# Work item:
This exercise requires an exact copy of each line from the one containing "Annotation task — locate each instance of the utility" down to the last line below.

BEGIN Source data

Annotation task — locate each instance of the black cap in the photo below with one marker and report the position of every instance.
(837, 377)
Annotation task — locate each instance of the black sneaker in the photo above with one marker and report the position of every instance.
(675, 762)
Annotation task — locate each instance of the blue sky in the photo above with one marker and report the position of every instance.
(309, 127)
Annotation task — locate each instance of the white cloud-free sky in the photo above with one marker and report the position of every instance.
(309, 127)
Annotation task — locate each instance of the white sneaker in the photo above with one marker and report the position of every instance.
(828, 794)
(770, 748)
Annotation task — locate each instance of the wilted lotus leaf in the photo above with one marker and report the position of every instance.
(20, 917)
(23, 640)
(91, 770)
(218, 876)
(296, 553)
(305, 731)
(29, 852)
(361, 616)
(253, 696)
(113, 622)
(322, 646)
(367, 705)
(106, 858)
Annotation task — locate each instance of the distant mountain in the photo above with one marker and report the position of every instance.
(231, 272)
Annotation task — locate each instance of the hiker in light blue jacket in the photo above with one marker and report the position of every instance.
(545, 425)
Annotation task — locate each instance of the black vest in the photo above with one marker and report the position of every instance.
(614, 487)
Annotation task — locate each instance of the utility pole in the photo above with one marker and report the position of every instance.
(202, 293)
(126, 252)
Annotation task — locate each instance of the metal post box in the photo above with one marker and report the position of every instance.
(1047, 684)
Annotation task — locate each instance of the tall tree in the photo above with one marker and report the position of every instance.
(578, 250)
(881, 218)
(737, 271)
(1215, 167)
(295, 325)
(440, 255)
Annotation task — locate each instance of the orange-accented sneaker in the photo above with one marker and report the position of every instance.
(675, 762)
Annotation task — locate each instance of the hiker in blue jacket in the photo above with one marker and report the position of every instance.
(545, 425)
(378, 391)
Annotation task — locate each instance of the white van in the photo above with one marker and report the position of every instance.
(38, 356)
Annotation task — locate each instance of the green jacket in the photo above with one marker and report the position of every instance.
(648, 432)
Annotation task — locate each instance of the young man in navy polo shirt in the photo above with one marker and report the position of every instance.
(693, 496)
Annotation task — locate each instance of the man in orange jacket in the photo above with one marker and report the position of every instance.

END Source data

# Answer to this exercise:
Annotation task — locate each instance of the utility pole in the photo above with one marker and report the position of every instance.
(202, 293)
(126, 252)
Annotation task — locate each instance of the metal post box in the photo above with one marker and report the position of every instance.
(1047, 684)
Annotation task — locate each instance of the tall tree in the photo above with one marker and report the position of every instance.
(578, 250)
(881, 218)
(737, 271)
(1215, 167)
(295, 325)
(440, 255)
Annotation task — locate each instance of the orange-accented sneaker in the photo above with one marker and report the position of every instance.
(675, 762)
Annotation task — locate each instance of the hiker in blue jacket in the photo above with one marker and report the position of every instance.
(545, 425)
(378, 391)
Annotation task — locate each instance of the white van in the photo above with one marker and report the position of every instance.
(38, 356)
Annotation task — locate each instance of the green jacket in the photo above with one marker and report the position of every instance.
(648, 432)
Annotation task — locate each instance of the young man in navy polo shirt in the photo above with one marker and report the position of every instance.
(693, 496)
Annotation task — locate each instance of the man in orange jacket in the photo above with one marker and report the position of every instance.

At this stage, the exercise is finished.